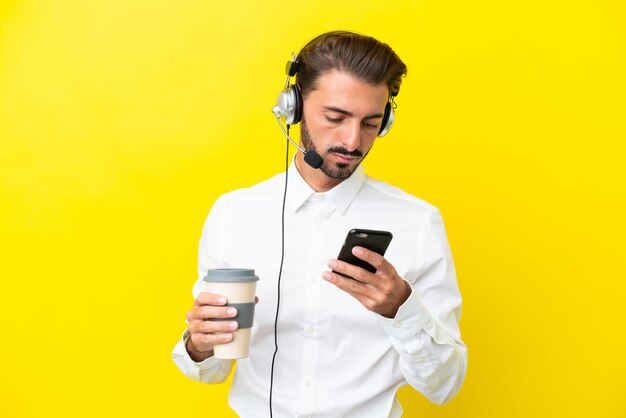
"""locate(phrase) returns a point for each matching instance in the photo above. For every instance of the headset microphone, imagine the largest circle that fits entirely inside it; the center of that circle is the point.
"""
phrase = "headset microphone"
(311, 157)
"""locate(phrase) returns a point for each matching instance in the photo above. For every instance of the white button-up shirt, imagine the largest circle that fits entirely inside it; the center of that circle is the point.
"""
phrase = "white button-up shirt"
(335, 358)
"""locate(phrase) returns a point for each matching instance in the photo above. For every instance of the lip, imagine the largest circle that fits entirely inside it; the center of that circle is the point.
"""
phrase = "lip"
(346, 159)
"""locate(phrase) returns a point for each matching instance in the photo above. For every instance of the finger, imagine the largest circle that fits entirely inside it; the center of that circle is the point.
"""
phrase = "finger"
(205, 342)
(373, 258)
(350, 270)
(206, 298)
(200, 326)
(209, 312)
(355, 288)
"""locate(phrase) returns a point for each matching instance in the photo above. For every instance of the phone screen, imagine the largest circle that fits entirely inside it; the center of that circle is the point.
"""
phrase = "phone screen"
(376, 241)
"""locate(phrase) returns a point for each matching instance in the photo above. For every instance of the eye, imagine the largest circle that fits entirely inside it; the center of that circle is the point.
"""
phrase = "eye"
(333, 120)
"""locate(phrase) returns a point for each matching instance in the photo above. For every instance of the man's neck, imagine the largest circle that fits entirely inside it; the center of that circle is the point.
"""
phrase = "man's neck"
(315, 177)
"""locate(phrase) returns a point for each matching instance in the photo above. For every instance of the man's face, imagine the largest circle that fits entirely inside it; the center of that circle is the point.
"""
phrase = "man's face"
(341, 119)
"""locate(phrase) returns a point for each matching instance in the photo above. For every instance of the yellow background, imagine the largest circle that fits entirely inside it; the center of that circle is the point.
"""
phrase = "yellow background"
(122, 121)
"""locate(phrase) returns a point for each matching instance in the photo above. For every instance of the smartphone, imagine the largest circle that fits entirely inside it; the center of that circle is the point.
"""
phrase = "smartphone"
(376, 241)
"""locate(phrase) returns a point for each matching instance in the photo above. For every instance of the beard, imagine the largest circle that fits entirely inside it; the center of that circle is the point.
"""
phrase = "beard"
(338, 171)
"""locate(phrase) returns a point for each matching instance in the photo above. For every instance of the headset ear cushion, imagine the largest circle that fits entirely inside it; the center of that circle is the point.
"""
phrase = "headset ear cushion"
(387, 121)
(297, 108)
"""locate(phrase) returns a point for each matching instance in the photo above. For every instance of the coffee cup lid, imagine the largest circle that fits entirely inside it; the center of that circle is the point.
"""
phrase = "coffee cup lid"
(231, 276)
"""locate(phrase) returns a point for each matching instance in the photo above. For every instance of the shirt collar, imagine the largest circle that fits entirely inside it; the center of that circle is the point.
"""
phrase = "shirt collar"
(341, 195)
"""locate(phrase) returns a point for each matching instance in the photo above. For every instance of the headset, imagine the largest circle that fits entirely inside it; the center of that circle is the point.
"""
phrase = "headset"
(289, 104)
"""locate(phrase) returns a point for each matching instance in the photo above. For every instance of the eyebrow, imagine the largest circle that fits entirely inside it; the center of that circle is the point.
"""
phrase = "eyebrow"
(345, 112)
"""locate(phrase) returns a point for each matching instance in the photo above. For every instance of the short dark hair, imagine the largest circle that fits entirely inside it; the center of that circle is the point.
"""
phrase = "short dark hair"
(361, 56)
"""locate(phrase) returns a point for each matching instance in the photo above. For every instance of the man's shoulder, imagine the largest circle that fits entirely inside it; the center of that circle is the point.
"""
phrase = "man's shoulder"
(399, 196)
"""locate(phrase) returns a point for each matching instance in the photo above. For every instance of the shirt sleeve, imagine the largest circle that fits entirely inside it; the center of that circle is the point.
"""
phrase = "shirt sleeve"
(425, 331)
(211, 370)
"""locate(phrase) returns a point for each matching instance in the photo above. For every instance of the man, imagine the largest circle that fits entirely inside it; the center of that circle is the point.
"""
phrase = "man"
(346, 344)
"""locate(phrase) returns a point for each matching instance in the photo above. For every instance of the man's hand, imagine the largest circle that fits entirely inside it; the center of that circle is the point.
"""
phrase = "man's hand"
(202, 331)
(382, 292)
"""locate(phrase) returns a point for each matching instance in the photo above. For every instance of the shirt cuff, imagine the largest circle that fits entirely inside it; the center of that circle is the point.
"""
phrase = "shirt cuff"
(410, 319)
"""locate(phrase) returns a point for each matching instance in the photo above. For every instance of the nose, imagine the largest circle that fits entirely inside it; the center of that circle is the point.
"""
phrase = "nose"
(352, 137)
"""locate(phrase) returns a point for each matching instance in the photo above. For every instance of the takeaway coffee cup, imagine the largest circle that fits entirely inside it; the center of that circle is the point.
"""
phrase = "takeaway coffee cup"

======

• Your instructions
Copy out exactly the lines between the line with "of the short" and the last line of the entries, counting both of those lines.

• Solution for this task
"""locate(phrase) returns a point for each matching instance in the photo above. For every instance of the short dark hair, imagine the largest circle that fits entirely inside it; the center of that circle is the point.
"""
phrase = "short dark hair"
(361, 56)
"""locate(phrase) returns a point for each matching instance in the photo above. For every instance of the man's shoulder, imagine the largest circle that fits entirely inside it; the center of that circle is the point.
"""
phrase = "man's shoulder"
(399, 196)
"""locate(phrase) returns a point for each matching instance in the photo above. For every instance of the shirt sleeve, imagine the largest circle that fits entirely inside it; the center of that circle is the point.
"""
phrase = "shirt sleeve"
(425, 331)
(211, 370)
"""locate(phrase) returns a point for each matching instance in the photo above. For every instance of the man, imagine the largest circle that fits entirely inside it; the center of that circle is the point.
"""
phrase = "man"
(346, 344)
"""locate(phrase) returns a point for each matching instance in the photo above. For every instance of the man's hand, imagine the largest circle that fits entirely inside it; the center of that circle is the point.
"""
phrase = "man's hand"
(202, 331)
(382, 292)
"""locate(phrase) returns a point for each matching instance in the photo above. For every instance of the shirt cuff, imagine the largest circle that fits entirely inside it; the center of that circle is the point.
"""
phrase = "shirt cuff"
(410, 319)
"""locate(phrase) returns a point for each matching instance in the photo above. For every instance of the nose, imagine the largest circle that fits entirely inside it; the center of that circle is the point.
"""
phrase = "nose"
(352, 137)
"""locate(phrase) returns a point for each matching instance in the photo above. For every instance of the takeaway coffee cup, imagine the largest circle that fits entirely inside it; the center of that circle is the point.
"""
phrase = "takeaway coffee cup"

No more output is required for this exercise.